►

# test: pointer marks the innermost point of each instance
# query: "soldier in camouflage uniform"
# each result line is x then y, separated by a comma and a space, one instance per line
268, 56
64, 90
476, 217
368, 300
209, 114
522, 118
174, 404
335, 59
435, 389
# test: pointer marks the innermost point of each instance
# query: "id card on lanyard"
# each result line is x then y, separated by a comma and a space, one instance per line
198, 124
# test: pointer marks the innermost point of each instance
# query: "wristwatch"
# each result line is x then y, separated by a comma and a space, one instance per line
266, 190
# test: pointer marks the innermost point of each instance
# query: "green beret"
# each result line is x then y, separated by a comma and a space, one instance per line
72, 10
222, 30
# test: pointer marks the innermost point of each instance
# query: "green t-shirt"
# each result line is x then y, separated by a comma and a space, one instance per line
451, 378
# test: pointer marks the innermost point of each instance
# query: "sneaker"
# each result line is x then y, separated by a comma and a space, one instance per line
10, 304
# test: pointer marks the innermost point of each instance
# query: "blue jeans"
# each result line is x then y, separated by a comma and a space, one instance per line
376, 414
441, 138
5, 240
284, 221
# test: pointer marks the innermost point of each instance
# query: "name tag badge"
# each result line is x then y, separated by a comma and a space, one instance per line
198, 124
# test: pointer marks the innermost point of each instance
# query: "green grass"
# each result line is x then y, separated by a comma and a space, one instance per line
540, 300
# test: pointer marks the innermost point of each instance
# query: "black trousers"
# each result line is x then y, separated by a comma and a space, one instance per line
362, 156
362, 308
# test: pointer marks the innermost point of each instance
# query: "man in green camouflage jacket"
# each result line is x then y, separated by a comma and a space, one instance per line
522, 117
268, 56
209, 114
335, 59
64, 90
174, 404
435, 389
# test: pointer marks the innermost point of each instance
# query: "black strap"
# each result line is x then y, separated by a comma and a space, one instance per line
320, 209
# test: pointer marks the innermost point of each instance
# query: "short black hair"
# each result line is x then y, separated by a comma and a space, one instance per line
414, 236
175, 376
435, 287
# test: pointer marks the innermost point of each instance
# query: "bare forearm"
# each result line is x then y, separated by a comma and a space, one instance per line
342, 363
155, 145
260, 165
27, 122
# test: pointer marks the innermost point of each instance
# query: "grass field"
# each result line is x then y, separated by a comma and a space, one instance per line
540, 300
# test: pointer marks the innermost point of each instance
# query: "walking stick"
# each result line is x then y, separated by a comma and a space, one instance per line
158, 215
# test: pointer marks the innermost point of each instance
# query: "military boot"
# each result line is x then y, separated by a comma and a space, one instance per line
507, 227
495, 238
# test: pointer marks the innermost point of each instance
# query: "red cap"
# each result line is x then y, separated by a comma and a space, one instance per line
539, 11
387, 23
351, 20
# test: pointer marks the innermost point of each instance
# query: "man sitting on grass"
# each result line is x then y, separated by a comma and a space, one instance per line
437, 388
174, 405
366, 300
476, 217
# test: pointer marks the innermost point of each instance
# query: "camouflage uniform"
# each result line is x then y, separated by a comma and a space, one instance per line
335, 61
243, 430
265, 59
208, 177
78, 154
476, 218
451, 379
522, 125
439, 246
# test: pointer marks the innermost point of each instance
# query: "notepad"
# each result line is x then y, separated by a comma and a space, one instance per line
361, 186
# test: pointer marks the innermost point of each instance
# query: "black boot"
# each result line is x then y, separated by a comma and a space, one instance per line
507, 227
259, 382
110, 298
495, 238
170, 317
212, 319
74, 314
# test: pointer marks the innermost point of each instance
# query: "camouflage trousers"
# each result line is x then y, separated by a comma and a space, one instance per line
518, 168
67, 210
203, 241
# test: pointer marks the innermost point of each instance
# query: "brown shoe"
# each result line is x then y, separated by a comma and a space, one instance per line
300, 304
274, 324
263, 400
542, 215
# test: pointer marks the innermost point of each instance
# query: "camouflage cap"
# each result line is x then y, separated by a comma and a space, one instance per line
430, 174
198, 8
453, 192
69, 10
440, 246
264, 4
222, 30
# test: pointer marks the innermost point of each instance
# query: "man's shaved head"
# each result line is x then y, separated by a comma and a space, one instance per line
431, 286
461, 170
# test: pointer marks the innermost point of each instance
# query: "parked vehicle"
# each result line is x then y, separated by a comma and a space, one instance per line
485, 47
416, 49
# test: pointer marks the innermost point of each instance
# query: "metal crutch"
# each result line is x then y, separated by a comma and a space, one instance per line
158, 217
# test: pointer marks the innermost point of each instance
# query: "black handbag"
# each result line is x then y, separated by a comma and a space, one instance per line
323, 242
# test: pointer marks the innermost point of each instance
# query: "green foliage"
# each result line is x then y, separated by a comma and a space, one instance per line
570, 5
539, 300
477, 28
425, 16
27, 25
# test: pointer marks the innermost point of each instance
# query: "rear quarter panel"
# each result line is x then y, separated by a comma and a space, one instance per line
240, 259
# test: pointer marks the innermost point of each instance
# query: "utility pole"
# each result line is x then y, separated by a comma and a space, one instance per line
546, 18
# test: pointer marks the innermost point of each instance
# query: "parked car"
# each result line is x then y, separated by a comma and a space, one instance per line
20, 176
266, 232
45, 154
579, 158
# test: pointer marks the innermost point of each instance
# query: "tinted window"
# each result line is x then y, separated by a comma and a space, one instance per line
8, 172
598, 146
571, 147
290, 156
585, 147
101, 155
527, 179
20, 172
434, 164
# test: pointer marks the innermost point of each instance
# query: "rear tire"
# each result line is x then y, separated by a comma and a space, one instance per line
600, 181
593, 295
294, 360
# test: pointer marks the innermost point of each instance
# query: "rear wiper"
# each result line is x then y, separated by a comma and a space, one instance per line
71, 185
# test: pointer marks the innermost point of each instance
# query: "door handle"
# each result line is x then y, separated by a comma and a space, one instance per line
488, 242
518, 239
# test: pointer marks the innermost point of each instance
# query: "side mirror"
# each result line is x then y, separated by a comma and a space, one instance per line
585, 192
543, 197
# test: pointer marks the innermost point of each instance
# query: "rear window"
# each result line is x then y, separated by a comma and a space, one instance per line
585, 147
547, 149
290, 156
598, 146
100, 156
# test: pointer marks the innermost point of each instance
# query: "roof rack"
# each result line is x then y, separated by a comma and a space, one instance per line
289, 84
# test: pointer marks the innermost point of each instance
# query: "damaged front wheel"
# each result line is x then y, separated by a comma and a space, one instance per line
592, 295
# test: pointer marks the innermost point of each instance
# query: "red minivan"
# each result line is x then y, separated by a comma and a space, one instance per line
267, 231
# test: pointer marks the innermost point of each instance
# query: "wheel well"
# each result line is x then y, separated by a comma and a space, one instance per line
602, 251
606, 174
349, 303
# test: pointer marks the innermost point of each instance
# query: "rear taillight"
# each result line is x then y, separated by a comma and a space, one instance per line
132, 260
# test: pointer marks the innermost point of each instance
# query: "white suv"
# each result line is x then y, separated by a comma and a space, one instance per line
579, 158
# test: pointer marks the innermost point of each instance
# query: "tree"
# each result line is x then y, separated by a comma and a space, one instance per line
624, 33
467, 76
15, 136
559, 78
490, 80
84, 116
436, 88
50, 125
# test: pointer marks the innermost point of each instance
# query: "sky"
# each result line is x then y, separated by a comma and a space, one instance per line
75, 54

◄

**Task statement:** From the records above, extract every entry exactly as given.

**Problem solution:**
# test: pointer marks the innermost point of each instance
# query: "soldier in camouflage uniform"
# each result line is x then y, separated by a comma and a space, one instance per line
268, 56
64, 90
476, 217
368, 300
209, 114
522, 118
174, 404
335, 59
435, 389
# test: pointer marks the innermost point of each instance
# query: "id card on lanyard"
# each result line is x then y, separated by a comma and a space, one instance per line
198, 124
# test: pointer marks the innermost point of each instance
# query: "wristwatch"
# each result line is x then y, separated by a comma and a space, one instance per line
266, 190
# test: pointer marks the innermost point of each instance
# query: "green beret"
# each result line is x then y, separated by a comma and a space, one instance per line
72, 10
222, 30
# test: pointer marks the innermost point of each instance
# query: "green t-shirt"
# each result line is x then y, separated by a comma and a space, one instance per line
451, 378
# test: pointer marks the innermost point of each instance
# query: "sneaker"
# each result line is x then y, separated by a comma and a space, one instance per line
10, 304
# test: pointer marks the innermost point of each instance
# query: "blue jeans"
# each result line is x then y, separated by a comma and a space, one instance per line
376, 414
441, 138
5, 240
284, 221
# test: pointer marks the innermost point of each instance
# query: "name tag badge"
# each result line is x then y, separated by a comma and a space, one instance per line
198, 124
# test: pointer marks the innermost point of each instance
# query: "green grass"
# each result line is x then y, separated by a comma and a space, one instance per line
540, 300
# test: pointer marks the innermost point of each instance
# query: "black trousers"
# each result line is x then y, separated by a comma and a space, one instance per line
362, 156
362, 308
# test: pointer marks the innermost point of each instance
# query: "man in green camouflage jacket"
# each result line is x then y, separated by a comma and a space, one instance per line
522, 117
268, 56
209, 114
335, 59
64, 90
174, 404
435, 389
# test: pointer marks the innermost point of each instance
# query: "black strap"
# each result line is x then y, separated by a comma and a space, one instance per line
320, 209
# test: pointer marks the innermost point of each instance
# query: "short black hair"
# each result line is x then y, separated by a comma and a space, one instance per line
414, 236
175, 376
435, 287
# test: pointer marks the innermost point of each instance
# query: "bare forearm"
# each result line is x then y, separated by a comma and a space, one instance per line
342, 363
155, 145
260, 165
27, 122
# test: pointer marks the innermost point of each instance
# query: "grass field"
# each result line is x then y, separated by a comma and a space, one instance per line
540, 300
# test: pointer marks the innermost point of each instance
# query: "walking stick"
# each result line is x then y, separated by a comma and a space, one instance per line
158, 215
# test: pointer marks the innermost point of each instance
# query: "military boot"
# each result line is x then y, separated by a comma and a space, one instance per line
507, 227
495, 238
# test: pointer marks the innermost point of each instance
# query: "red cap"
# each result line is x then y, separated by a comma and a space, one instance per line
539, 11
387, 23
351, 20
# test: pointer marks the innermost point of each instance
# query: "man sitting on grass"
# each result line is x then y, separated by a comma and a space, one instance per line
437, 388
174, 405
366, 300
476, 217
# test: pointer marks the innermost point of each instance
# query: "camouflage uniform"
# each result line is x then y, separated by a comma and a space, one instance per line
335, 61
243, 430
265, 59
208, 177
78, 154
476, 218
451, 379
522, 125
439, 246
# test: pointer marks the innermost point of each instance
# query: "notepad"
# each result line is x then y, separated by a comma and a space, one instance per line
361, 186
# test: pointer marks the innermost point of each instance
# query: "black boot"
# each result line is x then y, separated by a comma and a space, one instance per line
507, 227
259, 382
110, 298
495, 238
170, 317
212, 319
74, 314
# test: pointer marks the innermost point of each instance
# query: "camouflage trousers"
# each result line is x then y, separated by a comma and a space, one instance per line
518, 168
67, 210
203, 241
# test: pointer marks the innermost point of each instance
# query: "brown shoe"
# each result line is x then y, separated by a comma and a space, one instance per line
300, 304
274, 324
263, 400
542, 215
# test: pointer marks the innermost point of each instance
# query: "camouflage cap"
# each result line is x then y, separated by a comma and a space, one instance per line
430, 174
198, 8
453, 192
69, 10
440, 246
264, 4
222, 30
# test: pointer marks the innermost point of each instance
# query: "man's shaved head"
# each result line is x then y, separated by a comma and a space, one instance per line
431, 286
461, 170
# test: pointer marks the innermost point of each instance
# query: "parked vehicle"
# each result line is x then y, separated by a comma and a space, one instance per line
485, 47
416, 49
# test: pointer marks the innermost point of each instance
# query: "metal crutch"
# each result line is x then y, separated by a comma and a space, one instance per line
158, 217
# test: pointer marks the innermost point of each instance
# query: "black handbag"
# each result line is x then y, separated by a comma and a space, one instance per line
323, 242
# test: pointer marks the innermost point of each instance
# query: "green foliage"
# each result line is x then y, separated by a comma and a space, one instance per line
570, 5
539, 300
477, 28
425, 16
27, 25
# test: pointer marks the innermost point of each instance
# query: "rear quarter panel"
# each result line is x then y, separated by a comma and a space, one instance per line
240, 259
# test: pointer marks the innermost point of each instance
# query: "utility pole"
# each result line is x then y, separated by a comma and a space, one instance per line
546, 18
# test: pointer marks the innermost point of each instance
# query: "parked car"
# each result line is x then y, separated by a comma and a space, one instance per line
20, 176
266, 232
45, 154
579, 158
# test: pointer marks the innermost point of each instance
# query: "tinted window"
# each result line is x then y, separated by a comma and a space, one instance per line
8, 172
598, 146
571, 147
290, 156
585, 147
101, 155
527, 179
20, 172
434, 164
# test: pointer marks the innermost point of each instance
# query: "rear tire"
# each result line is x then y, separated by a comma and a space, one instance per line
600, 181
593, 295
294, 360
# test: pointer marks the innermost point of each instance
# query: "rear wiper"
# each result line is x then y, separated by a comma and a space, one instance per line
71, 185
# test: pointer marks the innermost point of each instance
# query: "door handle"
# each result line is x then y, separated by a comma and a space, one instance per line
488, 242
518, 239
# test: pointer marks the innermost point of each instance
# query: "side mirror"
# each result line is x then y, separated by a comma and a space, one instance per line
585, 192
543, 197
# test: pointer marks the innermost point of each instance
# query: "rear window"
# each result line is x then y, separated by a comma and a space, one instance per line
585, 147
547, 149
290, 156
598, 146
100, 156
# test: pointer marks the innermost point of each instance
# query: "roof rack"
# each result line is x then y, separated by a comma and a space, one instance per line
289, 84
# test: pointer marks the innermost point of each instance
# query: "damaged front wheel"
# each result line is x then y, separated by a comma and a space, one instance per line
592, 295
# test: pointer marks the innermost point of each instance
# query: "red minivan"
# each result line is x then y, separated by a comma and a space, one instance per line
267, 231
# test: pointer marks the innermost point of each instance
# query: "wheel well"
# each result line is x then y, separated by a comma and a space, one instance per line
602, 251
606, 174
349, 303
# test: pointer marks the innermost point of each instance
# query: "rear taillight"
# each result line is x then y, separated by a comma and a space, one instance per line
132, 260
# test: pointer marks the innermost point of each instance
# query: "white suv"
# each result line is x then y, separated by a comma and a space, one instance per line
579, 158
# test: pointer marks the innermost point of each instance
# query: "tree"
# each result line is x then y, separated by a comma and a space, one instance per line
624, 33
467, 76
15, 136
559, 78
490, 80
84, 116
436, 88
50, 125
# test: pointer marks the innermost point of each instance
# query: "sky"
# each result line is x then y, separated by a comma and a space, one instance per line
75, 54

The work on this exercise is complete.